§ **What you have to do**: Can you reproduce the rows below character for character, starting at the first line and ending with the line that contains "421 187 L 504", both included?

[Spatial annotation rows]

begin

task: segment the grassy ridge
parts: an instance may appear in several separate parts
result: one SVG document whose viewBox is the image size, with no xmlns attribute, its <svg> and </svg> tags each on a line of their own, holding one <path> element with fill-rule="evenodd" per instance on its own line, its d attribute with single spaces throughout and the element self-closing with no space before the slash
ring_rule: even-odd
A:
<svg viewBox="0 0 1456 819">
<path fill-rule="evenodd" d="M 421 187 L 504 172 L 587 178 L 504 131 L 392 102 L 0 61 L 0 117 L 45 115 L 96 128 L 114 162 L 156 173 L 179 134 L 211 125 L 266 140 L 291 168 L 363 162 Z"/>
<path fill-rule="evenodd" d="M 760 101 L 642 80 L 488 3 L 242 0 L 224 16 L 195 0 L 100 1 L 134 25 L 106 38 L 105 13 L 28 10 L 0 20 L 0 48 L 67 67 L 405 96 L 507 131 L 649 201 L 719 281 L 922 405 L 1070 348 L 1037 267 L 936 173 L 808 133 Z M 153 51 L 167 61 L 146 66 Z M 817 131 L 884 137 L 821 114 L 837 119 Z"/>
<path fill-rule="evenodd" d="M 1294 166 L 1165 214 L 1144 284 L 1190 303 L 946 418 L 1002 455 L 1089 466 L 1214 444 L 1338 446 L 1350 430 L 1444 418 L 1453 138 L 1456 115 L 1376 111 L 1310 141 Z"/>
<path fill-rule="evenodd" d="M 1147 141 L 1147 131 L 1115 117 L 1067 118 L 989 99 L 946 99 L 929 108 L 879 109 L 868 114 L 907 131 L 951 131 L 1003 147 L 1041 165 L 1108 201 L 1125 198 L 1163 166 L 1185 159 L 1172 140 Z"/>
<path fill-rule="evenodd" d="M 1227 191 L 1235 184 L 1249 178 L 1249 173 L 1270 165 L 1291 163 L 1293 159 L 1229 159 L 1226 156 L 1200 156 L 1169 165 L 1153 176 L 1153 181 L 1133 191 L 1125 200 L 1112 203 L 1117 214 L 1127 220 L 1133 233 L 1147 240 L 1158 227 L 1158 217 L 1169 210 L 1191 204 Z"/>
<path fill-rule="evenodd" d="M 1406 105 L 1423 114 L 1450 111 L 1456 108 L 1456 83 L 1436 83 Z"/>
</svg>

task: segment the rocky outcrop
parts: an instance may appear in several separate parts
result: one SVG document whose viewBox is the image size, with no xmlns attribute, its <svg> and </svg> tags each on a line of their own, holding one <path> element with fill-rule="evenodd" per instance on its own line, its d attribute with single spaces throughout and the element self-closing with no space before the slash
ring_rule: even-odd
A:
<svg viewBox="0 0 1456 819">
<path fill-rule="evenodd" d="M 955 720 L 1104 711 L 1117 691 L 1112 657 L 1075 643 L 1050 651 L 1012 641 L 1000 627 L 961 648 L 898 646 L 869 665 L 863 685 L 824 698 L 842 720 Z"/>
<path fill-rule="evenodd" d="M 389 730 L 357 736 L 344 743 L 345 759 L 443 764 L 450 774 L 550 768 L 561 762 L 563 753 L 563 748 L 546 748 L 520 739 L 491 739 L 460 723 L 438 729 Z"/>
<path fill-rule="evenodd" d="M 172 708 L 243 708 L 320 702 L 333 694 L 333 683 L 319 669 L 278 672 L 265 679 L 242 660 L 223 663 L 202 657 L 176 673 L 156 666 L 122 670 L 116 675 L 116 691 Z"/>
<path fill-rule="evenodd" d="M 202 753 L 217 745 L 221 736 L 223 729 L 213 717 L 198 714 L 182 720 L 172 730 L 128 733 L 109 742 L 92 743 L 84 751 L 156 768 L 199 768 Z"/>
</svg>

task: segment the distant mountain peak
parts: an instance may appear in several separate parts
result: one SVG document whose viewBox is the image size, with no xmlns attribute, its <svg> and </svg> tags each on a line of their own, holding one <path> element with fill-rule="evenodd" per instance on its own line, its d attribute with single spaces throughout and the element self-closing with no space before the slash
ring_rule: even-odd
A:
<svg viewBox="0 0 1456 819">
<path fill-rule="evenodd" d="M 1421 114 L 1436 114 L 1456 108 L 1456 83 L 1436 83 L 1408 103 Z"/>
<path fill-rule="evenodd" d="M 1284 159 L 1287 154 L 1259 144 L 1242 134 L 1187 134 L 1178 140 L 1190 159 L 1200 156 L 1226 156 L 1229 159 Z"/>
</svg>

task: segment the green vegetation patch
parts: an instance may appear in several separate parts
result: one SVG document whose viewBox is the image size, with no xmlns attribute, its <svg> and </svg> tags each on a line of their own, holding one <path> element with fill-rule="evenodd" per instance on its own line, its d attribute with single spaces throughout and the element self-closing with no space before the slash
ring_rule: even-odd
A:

end

§ **Expected answer**:
task: segment the grassy ridge
parts: an instance may appear in several separate parts
result: one SVG document whose viewBox is the image size, with no xmlns attribute, its <svg> and </svg> tags each on a line of their own, holding one <path> element with fill-rule="evenodd" per instance on its own line, its d attribute with single spaces throughout and the element self-closing with no space before the slash
ring_rule: even-odd
A:
<svg viewBox="0 0 1456 819">
<path fill-rule="evenodd" d="M 421 187 L 504 172 L 587 178 L 504 131 L 392 102 L 0 61 L 0 117 L 45 115 L 96 128 L 114 162 L 156 173 L 179 134 L 211 125 L 266 140 L 291 168 L 363 162 Z"/>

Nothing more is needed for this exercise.